▶ **Exercise inputs**
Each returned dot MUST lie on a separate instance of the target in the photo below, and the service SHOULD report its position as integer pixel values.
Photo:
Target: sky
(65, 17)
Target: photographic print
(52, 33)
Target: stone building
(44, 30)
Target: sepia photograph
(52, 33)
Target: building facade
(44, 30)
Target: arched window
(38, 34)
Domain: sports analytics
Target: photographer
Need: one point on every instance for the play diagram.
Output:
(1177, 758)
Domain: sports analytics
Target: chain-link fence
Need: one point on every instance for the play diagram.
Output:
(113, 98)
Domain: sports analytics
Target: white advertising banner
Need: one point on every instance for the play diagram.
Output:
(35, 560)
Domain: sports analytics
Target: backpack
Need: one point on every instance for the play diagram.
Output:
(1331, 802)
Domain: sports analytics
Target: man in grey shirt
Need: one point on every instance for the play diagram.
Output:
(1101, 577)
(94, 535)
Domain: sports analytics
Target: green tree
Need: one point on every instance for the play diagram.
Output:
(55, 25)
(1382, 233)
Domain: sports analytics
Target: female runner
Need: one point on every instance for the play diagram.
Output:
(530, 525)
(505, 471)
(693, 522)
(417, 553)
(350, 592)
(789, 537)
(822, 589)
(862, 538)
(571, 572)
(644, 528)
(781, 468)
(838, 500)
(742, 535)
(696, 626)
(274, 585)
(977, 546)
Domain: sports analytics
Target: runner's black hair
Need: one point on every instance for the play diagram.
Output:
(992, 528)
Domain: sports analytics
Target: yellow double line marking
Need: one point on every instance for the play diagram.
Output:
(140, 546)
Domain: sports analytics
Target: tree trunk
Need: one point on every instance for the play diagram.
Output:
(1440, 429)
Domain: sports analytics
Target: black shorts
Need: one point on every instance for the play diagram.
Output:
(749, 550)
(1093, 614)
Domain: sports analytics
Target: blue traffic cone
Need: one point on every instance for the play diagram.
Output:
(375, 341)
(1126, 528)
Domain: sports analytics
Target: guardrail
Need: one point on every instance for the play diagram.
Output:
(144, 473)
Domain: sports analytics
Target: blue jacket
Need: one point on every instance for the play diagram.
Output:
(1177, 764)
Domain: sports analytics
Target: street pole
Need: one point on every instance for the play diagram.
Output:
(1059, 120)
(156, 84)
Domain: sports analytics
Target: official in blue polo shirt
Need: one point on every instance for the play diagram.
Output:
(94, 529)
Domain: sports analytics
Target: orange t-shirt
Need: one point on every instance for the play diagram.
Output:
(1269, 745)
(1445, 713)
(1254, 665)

▶ **Prompt**
In the records above, find the lines containing "runner" and copy them.

▶ **Written reply**
Target: female runner
Target: runner's black hair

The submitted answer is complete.